Fuente>

Por Oscar Barrientos Bradasic

 

 “Los departamentos de literatura en las instituciones de educación superior son, por lo tanto, parte del aparato ideológico del Estado capitalista moderno. No son aparatos dignos de confianza pues las humanidades encierran muchos valores, significados y tradiciones opuestos a las prioridades sociales de ese Estado, llenos de una sabiduría y experiencia que va más allá de la comprensión estatal. Además, si se permite que muchos jóvenes no hagan nada durante algunos años excepto leer libros y conversar entre sí, entonces es posible que en determinadas circunstancias históricas más amplias no sólo comiencen a poner en tela de juicio la autoridad con que se los transmitieron. Por supuesto que no hay peligro en que los estudiantes cuestionen los valores que le fueron transmitidos: al fin y al cabo parte del significado de la educación superior radica en capacitarlos para ese cuestionamiento. El pensamiento independiente, la disensión crítica y la dialéctica razonada son parte de la esencia de una educación humana”.

Terry Eagleton.

 

He leído con interés las reflexiones de los poetas David Bustos y Pablo Paredes. Más allá de las abiertas diferencias, creo que ambos generan un diálogo necesario en este país de desastres, en la loca geografía de nuestra república.

Tarea>
Continúa el texto sobre el diálogo entre los poetas David Bustos y Pablo Paredes a partir de su última oración.

[Entradas para señalar objetos por su nombre]
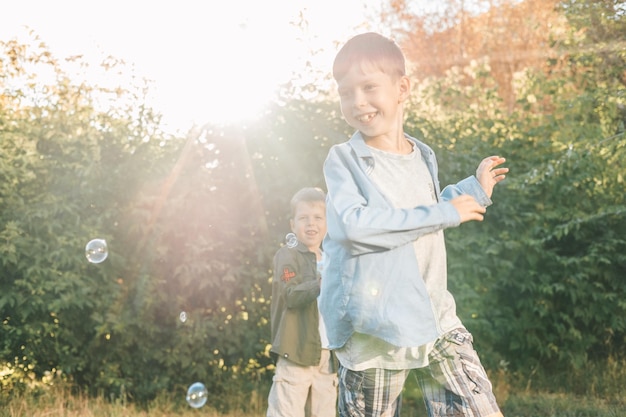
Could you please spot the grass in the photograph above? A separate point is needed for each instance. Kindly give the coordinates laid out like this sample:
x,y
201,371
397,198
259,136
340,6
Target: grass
x,y
593,392
59,402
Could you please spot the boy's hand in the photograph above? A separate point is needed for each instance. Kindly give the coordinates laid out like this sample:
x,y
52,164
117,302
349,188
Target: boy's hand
x,y
468,208
489,175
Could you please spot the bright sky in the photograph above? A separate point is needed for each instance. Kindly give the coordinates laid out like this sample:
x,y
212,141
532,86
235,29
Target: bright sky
x,y
209,61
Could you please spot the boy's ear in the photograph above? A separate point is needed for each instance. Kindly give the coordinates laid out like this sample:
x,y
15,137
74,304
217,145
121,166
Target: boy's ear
x,y
404,86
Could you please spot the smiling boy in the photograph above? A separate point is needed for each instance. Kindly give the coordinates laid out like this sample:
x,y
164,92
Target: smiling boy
x,y
305,366
384,298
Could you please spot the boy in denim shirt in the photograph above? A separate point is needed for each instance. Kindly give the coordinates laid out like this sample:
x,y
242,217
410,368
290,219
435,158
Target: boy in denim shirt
x,y
384,297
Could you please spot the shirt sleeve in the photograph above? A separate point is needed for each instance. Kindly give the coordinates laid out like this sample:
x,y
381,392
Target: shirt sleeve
x,y
297,285
363,221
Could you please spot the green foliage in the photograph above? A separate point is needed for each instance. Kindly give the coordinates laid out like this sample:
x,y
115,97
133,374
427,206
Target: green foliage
x,y
192,223
541,284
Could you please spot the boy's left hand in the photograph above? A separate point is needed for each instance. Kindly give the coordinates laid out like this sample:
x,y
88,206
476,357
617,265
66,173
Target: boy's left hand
x,y
488,173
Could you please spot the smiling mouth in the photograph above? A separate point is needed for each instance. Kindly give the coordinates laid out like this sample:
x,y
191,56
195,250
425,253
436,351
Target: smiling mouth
x,y
365,118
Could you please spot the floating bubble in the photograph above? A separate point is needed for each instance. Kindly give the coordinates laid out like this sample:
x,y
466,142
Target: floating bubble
x,y
197,395
96,251
292,240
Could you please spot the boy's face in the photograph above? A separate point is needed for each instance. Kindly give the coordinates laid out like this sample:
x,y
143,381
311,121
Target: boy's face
x,y
371,101
309,223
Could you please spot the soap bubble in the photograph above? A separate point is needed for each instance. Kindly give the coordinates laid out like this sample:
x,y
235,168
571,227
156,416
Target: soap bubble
x,y
96,251
197,395
292,240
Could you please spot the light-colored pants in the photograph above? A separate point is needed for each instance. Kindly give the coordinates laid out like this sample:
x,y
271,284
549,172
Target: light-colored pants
x,y
294,384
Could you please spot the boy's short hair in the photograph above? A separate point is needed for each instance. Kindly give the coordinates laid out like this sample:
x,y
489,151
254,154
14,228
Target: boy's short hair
x,y
373,49
308,195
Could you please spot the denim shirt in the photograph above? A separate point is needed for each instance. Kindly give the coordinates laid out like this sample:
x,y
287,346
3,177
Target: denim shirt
x,y
372,283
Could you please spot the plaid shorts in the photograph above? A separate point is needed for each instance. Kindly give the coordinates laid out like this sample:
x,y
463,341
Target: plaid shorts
x,y
453,385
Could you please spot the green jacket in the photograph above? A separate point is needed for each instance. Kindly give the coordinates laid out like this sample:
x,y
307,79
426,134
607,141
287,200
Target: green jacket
x,y
294,316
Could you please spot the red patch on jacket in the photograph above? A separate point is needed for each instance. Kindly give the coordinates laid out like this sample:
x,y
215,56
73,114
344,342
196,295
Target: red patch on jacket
x,y
287,274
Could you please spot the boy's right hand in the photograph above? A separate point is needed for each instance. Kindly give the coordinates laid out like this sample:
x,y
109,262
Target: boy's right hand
x,y
468,208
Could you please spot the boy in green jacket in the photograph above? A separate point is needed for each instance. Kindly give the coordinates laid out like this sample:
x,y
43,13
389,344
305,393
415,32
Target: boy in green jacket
x,y
304,367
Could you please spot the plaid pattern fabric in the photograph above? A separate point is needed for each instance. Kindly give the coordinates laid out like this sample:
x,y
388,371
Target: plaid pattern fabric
x,y
454,384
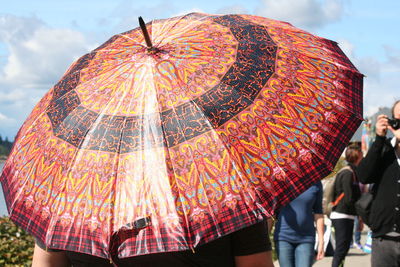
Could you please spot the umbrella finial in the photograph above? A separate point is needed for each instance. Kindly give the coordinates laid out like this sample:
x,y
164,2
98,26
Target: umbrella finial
x,y
145,33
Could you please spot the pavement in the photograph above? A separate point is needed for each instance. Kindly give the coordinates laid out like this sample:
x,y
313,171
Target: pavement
x,y
354,258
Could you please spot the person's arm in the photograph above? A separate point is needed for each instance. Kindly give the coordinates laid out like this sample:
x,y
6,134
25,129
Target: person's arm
x,y
370,168
346,179
43,258
319,221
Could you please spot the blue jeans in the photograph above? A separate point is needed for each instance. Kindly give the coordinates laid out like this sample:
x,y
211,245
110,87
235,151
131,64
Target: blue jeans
x,y
295,254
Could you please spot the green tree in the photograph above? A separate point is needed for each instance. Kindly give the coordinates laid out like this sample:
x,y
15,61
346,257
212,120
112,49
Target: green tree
x,y
16,246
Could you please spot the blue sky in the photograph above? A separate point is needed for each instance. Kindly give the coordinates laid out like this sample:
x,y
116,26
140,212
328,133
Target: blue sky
x,y
40,39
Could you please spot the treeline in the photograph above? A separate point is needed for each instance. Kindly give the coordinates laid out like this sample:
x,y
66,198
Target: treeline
x,y
5,146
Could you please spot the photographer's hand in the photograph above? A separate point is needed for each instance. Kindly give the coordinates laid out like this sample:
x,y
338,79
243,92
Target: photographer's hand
x,y
381,125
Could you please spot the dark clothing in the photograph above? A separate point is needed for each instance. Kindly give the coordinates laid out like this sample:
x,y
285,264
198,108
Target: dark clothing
x,y
343,239
347,183
380,167
386,253
221,252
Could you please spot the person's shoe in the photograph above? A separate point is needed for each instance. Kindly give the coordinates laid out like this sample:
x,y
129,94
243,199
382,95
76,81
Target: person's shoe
x,y
358,246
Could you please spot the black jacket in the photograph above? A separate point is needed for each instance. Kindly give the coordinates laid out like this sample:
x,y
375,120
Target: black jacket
x,y
346,182
381,168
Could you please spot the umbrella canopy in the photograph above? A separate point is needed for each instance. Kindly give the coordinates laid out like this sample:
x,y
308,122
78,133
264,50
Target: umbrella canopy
x,y
209,126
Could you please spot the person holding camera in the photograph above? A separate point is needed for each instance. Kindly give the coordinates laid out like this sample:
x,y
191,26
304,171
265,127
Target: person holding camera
x,y
381,166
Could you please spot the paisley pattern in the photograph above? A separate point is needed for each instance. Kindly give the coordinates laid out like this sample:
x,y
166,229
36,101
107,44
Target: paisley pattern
x,y
136,152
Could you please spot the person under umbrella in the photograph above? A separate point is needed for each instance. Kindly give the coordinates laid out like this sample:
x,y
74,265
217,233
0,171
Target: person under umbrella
x,y
205,130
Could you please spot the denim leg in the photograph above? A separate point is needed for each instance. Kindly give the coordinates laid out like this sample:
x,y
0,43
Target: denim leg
x,y
285,252
343,236
385,253
304,255
357,233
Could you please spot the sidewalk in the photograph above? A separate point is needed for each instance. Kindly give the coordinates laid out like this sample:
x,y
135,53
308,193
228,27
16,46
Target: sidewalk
x,y
355,257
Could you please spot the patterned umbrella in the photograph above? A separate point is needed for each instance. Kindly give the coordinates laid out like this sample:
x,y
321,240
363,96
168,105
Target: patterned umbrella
x,y
208,126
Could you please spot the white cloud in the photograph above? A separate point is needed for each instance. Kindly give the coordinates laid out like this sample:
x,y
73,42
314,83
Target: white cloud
x,y
303,13
38,55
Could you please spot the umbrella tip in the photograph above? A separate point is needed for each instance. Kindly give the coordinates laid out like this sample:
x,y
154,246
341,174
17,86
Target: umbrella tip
x,y
145,33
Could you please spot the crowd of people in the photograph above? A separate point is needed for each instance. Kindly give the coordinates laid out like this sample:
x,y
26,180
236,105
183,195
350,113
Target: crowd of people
x,y
300,224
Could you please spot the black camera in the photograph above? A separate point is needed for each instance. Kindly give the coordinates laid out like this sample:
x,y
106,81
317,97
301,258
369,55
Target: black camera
x,y
395,123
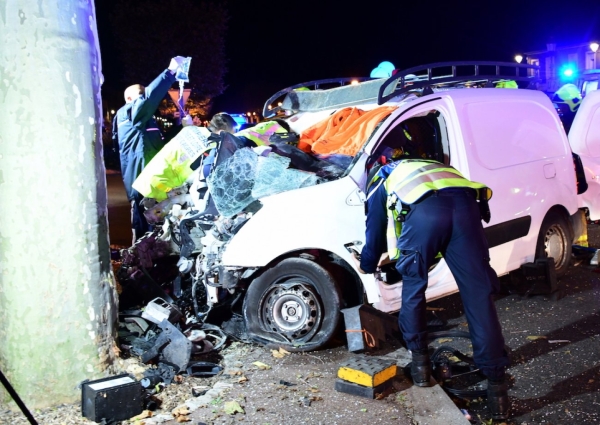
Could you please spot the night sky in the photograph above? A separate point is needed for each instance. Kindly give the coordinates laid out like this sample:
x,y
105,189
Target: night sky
x,y
273,45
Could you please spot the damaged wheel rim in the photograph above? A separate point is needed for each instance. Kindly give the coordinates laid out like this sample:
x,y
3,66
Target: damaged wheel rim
x,y
554,244
292,310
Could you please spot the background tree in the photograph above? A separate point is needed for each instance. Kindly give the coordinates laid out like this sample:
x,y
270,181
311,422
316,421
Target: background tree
x,y
148,33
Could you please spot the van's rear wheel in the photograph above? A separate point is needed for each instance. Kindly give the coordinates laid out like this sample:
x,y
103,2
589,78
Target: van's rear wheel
x,y
294,305
555,241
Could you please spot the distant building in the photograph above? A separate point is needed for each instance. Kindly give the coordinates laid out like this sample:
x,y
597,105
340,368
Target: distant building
x,y
565,64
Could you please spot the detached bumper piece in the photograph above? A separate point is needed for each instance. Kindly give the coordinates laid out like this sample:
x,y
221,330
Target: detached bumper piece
x,y
366,376
367,328
111,399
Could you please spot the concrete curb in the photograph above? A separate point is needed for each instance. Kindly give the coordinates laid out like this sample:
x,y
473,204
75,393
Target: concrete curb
x,y
429,405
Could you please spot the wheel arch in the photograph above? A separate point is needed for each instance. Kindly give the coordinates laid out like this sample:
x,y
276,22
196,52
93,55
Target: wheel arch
x,y
349,283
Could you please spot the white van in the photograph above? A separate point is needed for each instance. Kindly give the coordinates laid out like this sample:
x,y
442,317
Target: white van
x,y
290,257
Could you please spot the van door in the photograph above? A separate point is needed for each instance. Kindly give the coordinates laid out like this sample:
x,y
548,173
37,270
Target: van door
x,y
584,138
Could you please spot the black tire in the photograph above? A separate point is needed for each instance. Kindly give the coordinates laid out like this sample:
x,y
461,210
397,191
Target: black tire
x,y
294,305
555,240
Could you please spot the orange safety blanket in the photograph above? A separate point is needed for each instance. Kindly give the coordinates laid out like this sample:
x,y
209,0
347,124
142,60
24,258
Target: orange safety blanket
x,y
344,132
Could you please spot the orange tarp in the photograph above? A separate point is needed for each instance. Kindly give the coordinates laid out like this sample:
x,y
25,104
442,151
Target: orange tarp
x,y
344,132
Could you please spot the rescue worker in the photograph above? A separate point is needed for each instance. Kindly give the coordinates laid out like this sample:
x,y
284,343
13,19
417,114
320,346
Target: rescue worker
x,y
222,122
139,137
506,84
439,213
567,100
262,134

Respuesta>
Mi generación (que viene a ser la de David) es la de los libros rojos que venían con Revista Ercilla, del cuaderno y el lápiz pasta, una infancia marcada por esos mediodías ridículamente frágiles en que interrumpían los dibujos animados para declarar cadena nacional y poner los discursos de Pinochet, telón de fondo inconfundible de un época cruel hasta lo increíble.  Algunos nos enrolamos en actividades políticas. Muchos de nosotros ingenuamente ideologizados, desconocedores de los laberintos de la historia y el poder, empezamos a seguir la telenovela del país con el legado de un pasado horroroso y con un final poco digno: Daniel López muere en su cama sin probarse otro traje a rayas que el de su pijama. La derecha, ese animal silencioso y artero, comprende los crímenes pero no perdona que el general haya metido las manitos en la alcancía del erario nacional. “Verdad y justicia en la medida del posible” fue la sentencia bíblica tras una sonrisa de hiena.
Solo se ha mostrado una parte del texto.